Exercise input |
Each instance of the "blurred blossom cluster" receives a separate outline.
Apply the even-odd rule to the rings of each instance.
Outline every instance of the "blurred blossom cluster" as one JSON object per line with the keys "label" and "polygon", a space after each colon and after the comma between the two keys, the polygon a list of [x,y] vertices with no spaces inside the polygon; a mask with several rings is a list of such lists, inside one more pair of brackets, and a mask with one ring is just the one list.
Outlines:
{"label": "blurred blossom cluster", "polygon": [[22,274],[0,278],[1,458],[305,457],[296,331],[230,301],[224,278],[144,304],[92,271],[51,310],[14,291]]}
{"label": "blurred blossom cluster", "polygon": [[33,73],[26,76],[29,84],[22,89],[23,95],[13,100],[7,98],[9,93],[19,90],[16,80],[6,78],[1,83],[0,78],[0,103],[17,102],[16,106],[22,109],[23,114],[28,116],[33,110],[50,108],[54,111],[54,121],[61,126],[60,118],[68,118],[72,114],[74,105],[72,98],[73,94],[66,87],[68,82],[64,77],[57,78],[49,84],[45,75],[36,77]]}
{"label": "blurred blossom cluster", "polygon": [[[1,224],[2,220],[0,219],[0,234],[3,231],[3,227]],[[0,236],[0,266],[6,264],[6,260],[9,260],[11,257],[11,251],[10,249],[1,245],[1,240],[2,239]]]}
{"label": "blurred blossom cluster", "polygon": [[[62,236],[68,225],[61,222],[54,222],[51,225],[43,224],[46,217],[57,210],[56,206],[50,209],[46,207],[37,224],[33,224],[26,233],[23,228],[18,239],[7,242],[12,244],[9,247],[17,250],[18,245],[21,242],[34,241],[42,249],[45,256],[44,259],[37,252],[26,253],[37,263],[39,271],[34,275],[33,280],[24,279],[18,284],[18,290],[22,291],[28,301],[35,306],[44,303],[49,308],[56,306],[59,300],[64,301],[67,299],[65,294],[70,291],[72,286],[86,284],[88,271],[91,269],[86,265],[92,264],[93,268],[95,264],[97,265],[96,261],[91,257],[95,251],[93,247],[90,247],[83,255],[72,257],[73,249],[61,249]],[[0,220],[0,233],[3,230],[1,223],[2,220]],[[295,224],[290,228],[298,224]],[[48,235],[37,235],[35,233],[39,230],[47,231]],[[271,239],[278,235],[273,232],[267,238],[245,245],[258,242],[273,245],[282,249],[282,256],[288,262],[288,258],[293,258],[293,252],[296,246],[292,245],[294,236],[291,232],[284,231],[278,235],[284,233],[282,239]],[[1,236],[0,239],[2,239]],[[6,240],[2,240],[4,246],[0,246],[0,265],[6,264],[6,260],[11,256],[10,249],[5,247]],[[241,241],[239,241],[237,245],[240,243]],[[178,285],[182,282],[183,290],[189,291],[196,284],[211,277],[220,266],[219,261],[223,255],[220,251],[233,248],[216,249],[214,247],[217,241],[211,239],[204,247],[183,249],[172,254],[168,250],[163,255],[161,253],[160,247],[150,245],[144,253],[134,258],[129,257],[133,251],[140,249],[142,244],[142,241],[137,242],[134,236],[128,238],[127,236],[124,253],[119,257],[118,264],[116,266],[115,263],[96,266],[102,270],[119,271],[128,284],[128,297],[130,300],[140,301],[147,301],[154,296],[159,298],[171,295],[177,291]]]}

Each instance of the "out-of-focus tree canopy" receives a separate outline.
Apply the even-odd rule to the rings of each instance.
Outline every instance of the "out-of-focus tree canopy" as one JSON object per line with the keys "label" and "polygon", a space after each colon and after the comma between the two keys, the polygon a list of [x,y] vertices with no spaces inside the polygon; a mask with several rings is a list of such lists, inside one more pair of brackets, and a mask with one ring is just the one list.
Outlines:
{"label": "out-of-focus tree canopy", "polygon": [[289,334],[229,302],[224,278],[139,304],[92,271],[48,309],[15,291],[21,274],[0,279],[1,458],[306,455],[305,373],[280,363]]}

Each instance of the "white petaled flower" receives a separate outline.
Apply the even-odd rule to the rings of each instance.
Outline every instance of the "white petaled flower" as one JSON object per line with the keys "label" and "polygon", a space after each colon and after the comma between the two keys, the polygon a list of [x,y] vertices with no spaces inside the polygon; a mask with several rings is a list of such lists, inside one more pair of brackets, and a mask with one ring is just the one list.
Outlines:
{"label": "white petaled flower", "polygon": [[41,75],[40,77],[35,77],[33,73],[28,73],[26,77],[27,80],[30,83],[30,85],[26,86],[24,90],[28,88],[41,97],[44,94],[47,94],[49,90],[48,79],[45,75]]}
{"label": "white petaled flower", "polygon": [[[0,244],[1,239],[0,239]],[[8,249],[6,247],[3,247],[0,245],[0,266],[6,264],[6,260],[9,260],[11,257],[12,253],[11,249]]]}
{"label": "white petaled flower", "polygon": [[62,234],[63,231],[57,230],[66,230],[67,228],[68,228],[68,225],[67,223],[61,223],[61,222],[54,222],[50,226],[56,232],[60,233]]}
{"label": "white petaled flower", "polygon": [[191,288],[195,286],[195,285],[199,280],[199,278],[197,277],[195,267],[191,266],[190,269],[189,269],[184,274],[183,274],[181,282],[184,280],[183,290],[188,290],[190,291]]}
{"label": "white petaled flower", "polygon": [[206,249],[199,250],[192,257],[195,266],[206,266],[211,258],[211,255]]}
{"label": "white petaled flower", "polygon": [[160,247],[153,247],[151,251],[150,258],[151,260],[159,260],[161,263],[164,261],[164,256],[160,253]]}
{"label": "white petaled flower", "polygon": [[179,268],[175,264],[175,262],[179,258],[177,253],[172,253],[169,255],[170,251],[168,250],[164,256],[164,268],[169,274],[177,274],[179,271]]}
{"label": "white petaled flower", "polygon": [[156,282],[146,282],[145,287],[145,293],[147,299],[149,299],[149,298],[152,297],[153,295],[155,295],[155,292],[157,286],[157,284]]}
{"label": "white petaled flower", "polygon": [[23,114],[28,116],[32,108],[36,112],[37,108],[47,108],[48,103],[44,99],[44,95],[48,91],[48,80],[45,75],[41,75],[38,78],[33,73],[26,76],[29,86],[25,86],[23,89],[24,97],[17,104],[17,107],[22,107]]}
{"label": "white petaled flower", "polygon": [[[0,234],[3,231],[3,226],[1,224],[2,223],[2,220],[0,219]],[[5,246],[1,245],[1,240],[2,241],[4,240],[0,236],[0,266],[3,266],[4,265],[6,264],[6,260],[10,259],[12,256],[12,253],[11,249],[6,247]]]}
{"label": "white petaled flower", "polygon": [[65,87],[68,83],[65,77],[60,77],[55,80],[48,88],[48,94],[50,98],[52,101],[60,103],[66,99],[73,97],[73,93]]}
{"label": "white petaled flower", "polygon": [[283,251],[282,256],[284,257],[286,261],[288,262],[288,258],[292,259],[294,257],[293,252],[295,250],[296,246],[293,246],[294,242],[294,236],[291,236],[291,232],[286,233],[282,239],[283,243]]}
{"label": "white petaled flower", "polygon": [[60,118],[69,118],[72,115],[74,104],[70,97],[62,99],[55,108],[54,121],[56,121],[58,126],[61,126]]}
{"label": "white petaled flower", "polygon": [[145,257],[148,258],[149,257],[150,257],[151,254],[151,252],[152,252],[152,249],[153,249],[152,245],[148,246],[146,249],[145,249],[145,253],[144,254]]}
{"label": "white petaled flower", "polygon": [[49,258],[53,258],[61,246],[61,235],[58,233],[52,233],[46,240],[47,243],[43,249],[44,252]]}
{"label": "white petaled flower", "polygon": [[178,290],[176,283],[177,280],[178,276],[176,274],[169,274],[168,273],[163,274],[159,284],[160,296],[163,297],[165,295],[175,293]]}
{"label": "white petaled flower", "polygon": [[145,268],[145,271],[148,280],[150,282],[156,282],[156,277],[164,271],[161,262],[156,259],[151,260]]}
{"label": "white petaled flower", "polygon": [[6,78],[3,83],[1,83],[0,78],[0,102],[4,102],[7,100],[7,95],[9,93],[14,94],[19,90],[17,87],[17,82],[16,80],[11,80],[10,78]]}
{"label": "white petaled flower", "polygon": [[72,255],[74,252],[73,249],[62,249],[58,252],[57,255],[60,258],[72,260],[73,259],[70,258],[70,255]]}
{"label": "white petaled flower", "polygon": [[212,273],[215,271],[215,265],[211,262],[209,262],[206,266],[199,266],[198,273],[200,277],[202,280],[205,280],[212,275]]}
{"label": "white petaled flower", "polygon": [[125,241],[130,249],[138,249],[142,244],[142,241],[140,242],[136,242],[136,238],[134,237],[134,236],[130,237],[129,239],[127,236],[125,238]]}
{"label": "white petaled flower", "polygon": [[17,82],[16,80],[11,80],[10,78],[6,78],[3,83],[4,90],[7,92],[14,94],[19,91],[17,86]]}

Description of the task | Extract every line of the entries above that contains the string "focus".

Reply to the exercise |
Each instance of the "out-of-focus tree canopy" receives a separate outline.
Outline every instance of the "out-of-focus tree canopy" as one JSON object per line with the keys "label" and "polygon", a space after each colon and after the comma between the two keys, the polygon a list of [x,y] vertices with no spaces inside the polygon; a mask with several rings is a list of such lists, inside one more pair of brackets, and a mask with one ring is just the one list.
{"label": "out-of-focus tree canopy", "polygon": [[289,334],[229,302],[224,278],[139,304],[92,271],[48,309],[15,291],[21,274],[0,279],[1,458],[306,455],[305,373],[280,363]]}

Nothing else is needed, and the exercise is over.